THE PROBLEM: Set the records down again in full, exactly as they are, apart from the images.

--- SUPPLIED ENTRIES Enclosed Below ---

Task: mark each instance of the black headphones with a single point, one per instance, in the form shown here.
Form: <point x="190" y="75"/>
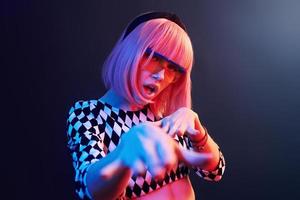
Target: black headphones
<point x="153" y="15"/>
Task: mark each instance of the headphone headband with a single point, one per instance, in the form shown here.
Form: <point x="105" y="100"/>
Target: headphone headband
<point x="153" y="15"/>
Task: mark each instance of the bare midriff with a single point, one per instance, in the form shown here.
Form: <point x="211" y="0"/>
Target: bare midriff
<point x="178" y="190"/>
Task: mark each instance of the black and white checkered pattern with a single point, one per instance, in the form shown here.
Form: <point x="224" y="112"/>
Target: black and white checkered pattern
<point x="94" y="130"/>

--- End of Enclosed SUPPLIED ENTRIES ---

ANSWER TO THIS EXERCISE:
Task: mark each instance of the black headphones with a single point, one per instance, in the form shown here.
Form: <point x="190" y="75"/>
Target: black headphones
<point x="153" y="15"/>
Task: mark each instance of the headphone headband with a single point, one per instance, in the form shown here.
Form: <point x="105" y="100"/>
Target: headphone headband
<point x="153" y="15"/>
Task: mark each instance of the bare midriff with a single point, one per instance, in the form shown here.
Form: <point x="211" y="0"/>
Target: bare midriff
<point x="178" y="190"/>
Task: mark each instance of the black and white checkered pattern with a single point, one per instance, in the form shown here.
Form: <point x="224" y="112"/>
Target: black and white checkered pattern
<point x="94" y="130"/>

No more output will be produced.